RECORDED DATA: Begin

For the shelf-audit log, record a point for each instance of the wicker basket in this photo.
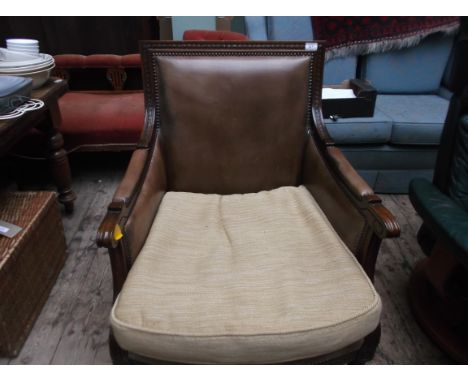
(29, 263)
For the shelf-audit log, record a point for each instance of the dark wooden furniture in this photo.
(438, 288)
(29, 263)
(171, 158)
(48, 120)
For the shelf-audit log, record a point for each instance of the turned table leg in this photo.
(58, 159)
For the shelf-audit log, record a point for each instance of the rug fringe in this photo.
(384, 45)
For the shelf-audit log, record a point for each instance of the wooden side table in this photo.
(48, 120)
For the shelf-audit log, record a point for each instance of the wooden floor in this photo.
(73, 326)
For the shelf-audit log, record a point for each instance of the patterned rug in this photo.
(353, 35)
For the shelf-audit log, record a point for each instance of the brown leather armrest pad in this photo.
(132, 175)
(347, 172)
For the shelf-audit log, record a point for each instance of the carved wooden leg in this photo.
(58, 158)
(367, 351)
(440, 308)
(61, 171)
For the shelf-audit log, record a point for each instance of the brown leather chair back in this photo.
(233, 120)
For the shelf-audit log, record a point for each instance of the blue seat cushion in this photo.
(412, 70)
(349, 131)
(417, 119)
(255, 27)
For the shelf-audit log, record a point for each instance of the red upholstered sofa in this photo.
(104, 109)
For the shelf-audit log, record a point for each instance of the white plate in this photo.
(14, 60)
(25, 50)
(28, 69)
(22, 41)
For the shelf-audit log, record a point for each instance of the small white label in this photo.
(311, 46)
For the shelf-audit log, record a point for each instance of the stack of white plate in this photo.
(37, 66)
(23, 45)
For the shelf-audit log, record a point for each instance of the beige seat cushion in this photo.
(252, 278)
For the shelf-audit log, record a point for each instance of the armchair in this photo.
(240, 233)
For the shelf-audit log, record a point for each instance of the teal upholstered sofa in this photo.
(400, 141)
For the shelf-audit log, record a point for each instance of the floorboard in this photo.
(73, 326)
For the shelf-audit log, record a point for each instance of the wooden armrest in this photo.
(382, 220)
(110, 229)
(354, 211)
(353, 180)
(127, 188)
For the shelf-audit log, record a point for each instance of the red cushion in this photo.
(199, 34)
(65, 61)
(91, 118)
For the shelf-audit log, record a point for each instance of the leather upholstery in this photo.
(346, 219)
(447, 215)
(259, 104)
(153, 188)
(229, 123)
(64, 61)
(458, 185)
(101, 118)
(444, 217)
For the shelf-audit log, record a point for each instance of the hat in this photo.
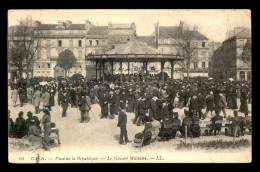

RECORDED DATA: End

PROBLEM DESCRIPTION:
Transcribe all the lines above exactly, apart from the pictures.

ANSWER TO THIS EXERCISE:
For the shelf-audit log, record a point for each instance of the wicker basket in this photo.
(29, 263)
For the shelf-audit log, record a point for each instance of the dark wooden furniture in this photo.
(438, 288)
(29, 263)
(171, 158)
(48, 120)
For the shelf-audit log, record a point for each instance of the turned table leg in this photo.
(58, 159)
For the shelf-audit log, record a point for each instance of the rug fringe in this photo.
(384, 45)
For the shelf-audit log, record a point for each instance of the wooden side table in this photo.
(48, 120)
For the shelf-audit log, record a point for each instance of the wooden floor in this photo.
(73, 326)
For the shelf-audit log, record a point for each instance of the patterned rug in this photo.
(353, 35)
For the shelf-audit log, record a point for each instance of the brown leather armrest pad in this photo.
(132, 175)
(347, 172)
For the shelf-audit log, record a point for each instance of the carved wooden leg in this photo.
(58, 158)
(367, 351)
(440, 308)
(61, 171)
For the shelf-audit log, record a point for each instance of the brown leather chair back in this photo.
(233, 120)
For the shelf-audit log, record a point for each instance of the blue seat cushion in this photo.
(412, 70)
(349, 131)
(417, 119)
(255, 27)
For the shelf-audit log, record a point for each instance of the red upholstered sofa in this photo.
(104, 109)
For the shelf-audit log, record a point for each instance of the white plate in this photo.
(14, 60)
(25, 50)
(28, 69)
(22, 41)
For the shelf-audit log, record a point for each instance of the small white label in this photo.
(311, 46)
For the shelf-audit log, record a point for each instance of the stack of white plate in this photo.
(37, 66)
(23, 45)
For the shelf-audit log, record a point for each instance of the beige seat cushion in this photo.
(252, 278)
For the shelf-audit log, record a point for each instance of the armchair in this photo.
(240, 233)
For the shelf-audit log, record a point for each instance of the teal upholstered sofa in this photo.
(400, 141)
For the shelf-audit log, record a point for each instance of the floorboard in this photo.
(73, 326)
For the shelf-audit log, record a point for each instance of the wooden armrest in this photo.
(382, 220)
(110, 229)
(354, 211)
(353, 180)
(127, 188)
For the shelf-audit log, record a point for each instance of the red cushion in this photo.
(199, 34)
(65, 61)
(91, 118)
For the shelf-audit log, record a point for each instance of the leather upholstery in this photo.
(346, 219)
(447, 215)
(259, 104)
(153, 188)
(229, 123)
(64, 61)
(458, 185)
(101, 118)
(444, 217)
For the shelf-audit log, record a point for each instance of the hat in this photo.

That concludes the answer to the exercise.